BEGIN
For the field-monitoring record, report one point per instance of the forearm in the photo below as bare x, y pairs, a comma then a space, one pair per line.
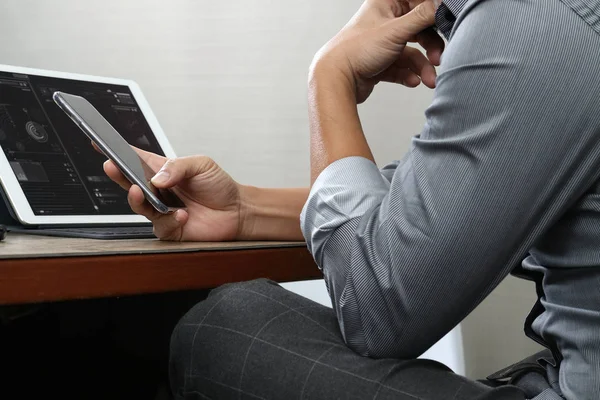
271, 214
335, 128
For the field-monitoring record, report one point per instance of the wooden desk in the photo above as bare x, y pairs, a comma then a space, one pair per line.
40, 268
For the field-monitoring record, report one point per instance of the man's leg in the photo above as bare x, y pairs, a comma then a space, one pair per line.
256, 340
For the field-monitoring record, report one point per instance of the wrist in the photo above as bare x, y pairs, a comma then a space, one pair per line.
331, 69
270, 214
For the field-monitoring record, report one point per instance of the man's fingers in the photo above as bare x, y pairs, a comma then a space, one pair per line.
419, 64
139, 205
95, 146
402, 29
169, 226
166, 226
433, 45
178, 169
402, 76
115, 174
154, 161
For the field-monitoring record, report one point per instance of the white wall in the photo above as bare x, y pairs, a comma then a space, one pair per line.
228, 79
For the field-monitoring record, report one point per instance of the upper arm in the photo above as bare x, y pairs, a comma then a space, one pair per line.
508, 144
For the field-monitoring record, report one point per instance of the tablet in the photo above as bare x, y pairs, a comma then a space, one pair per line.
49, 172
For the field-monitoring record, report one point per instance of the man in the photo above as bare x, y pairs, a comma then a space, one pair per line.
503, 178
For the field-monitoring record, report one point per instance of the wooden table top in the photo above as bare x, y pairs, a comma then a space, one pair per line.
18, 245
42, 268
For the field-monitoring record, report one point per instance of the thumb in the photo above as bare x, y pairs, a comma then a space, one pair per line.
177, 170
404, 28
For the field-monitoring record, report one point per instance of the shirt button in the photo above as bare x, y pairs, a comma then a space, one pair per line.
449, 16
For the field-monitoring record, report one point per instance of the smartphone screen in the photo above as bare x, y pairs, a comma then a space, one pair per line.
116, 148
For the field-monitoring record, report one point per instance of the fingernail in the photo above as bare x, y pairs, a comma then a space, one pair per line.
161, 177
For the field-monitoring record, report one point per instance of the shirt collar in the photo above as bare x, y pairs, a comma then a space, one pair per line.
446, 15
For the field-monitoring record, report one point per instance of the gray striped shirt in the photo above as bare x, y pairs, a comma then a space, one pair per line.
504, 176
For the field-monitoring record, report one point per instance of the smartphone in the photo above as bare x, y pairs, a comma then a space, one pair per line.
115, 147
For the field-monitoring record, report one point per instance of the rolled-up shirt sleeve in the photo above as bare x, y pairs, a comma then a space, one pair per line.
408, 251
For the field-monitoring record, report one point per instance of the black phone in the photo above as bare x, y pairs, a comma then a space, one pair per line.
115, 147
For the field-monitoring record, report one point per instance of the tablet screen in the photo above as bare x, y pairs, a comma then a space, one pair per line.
END
* **GOAL OF THE EXERCISE**
Apart from the pictures, every line above must be repeated exactly.

* **TASK RESPONSE**
For the field-monitoring record, report one point per instance of the forearm in the photo below as bare x, y pairs, a comma then a space, one pair per line.
271, 214
335, 128
For the field-monitoring record, report one point per instance of the wooden desk in the photo above as bare x, y pairs, a comma then a space, one pair per line.
40, 268
For the field-monitoring record, report one point per instance of the man's leg in the photo above as bare x, y pairs, a comma then a space, one pair per line.
256, 340
For the field-monitoring record, report one point per instance of the wrist in the photo above as bare x, y pairs, a comma then a space, one pair per line.
331, 69
270, 214
For the field-monitoring record, report one point per instance of the man's fingers in the photo above as bare x, y pairs, a comma then a space, one pair per line.
419, 64
139, 205
95, 146
402, 29
169, 226
166, 226
433, 45
178, 169
402, 76
115, 174
154, 161
For the field-monitoring record, report one point per instance of the white wall in the photo above as bare x, y pairs, a comma then a space, one pair per line.
228, 79
For the field-monitoring record, report one point per instance of the upper arm in the photo above as bare x, y pairs, a comma then a space, one pair per line.
508, 144
For the field-monitoring record, report one point per instance of the tablet in the photo above as bare x, y pairs, a comma then a space, one pair per line.
49, 172
For the field-monitoring record, report one point per instance of the man in the photo above as bare x, y pairs, a comma then a space, one pair per line.
503, 178
For the field-monitoring record, report one point per instance of the wooden table top in the photo above as bare x, y pairs, a comma then a space, one pair per line.
18, 245
42, 268
For the field-monitoring record, report one point per instance of the thumb in the photo above as bare x, y pairs, a comma then a space, one pair per line.
177, 170
404, 28
For the field-monitoring record, report one point per instance of the shirt button in the photo above as bare x, y pairs, a comma then a space, one pair per line.
449, 16
For the field-monitoring record, report one point per instance of the smartphone screen in the photo above as bare x, y pairs, a comma then a space, one pair per line.
116, 148
For the field-monitoring record, report one point per instance of the fingernail in the photo above as bare x, y pairs, a comma then a space, one pair per line.
161, 177
For the field-monitoring record, report one point per instance of the shirt collar in the photo above as bare x, y pairs, a comma then a space, one pair per line.
446, 15
For the field-monitoring record, report one point per instance of the gray striped shirt in the photo above as bare x, y pairs, a comma then a space, one pair per line.
504, 176
For the field-monitoring record, report one point per instance of the smartphone in the photo above as bare x, y pairs, a comma then a space, one pair per line.
115, 147
For the field-monitoring record, report one point per instance of the rolled-up shirt sleeve in the photo above as bare x, y pairs, a comma then a space, one pair per line.
408, 251
For the field-monitoring record, report one point per instance of the black phone in the photo above as bare x, y pairs, a comma then a space, one pair per line.
115, 147
For the field-monitoring record, report one point per instance of the tablet screen in the photo above as bare x, y pairs, a comma then a space, one pair per line.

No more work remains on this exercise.